TASK BRIEF: Count the lines in the listing that follows which contain the string "below", where case counts, and reply with that number alone.

STORED DATA:
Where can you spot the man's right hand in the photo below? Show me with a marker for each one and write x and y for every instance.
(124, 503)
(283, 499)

* * *

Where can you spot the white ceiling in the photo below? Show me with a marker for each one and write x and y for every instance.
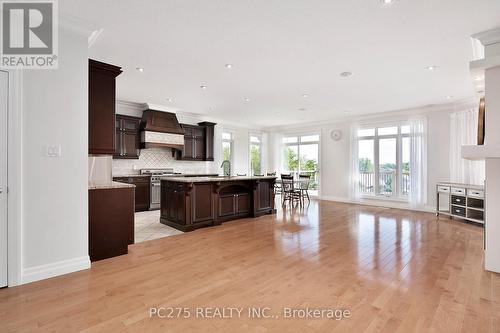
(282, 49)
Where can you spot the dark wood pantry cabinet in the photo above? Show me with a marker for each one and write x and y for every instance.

EXERCISE SOLUTION: 2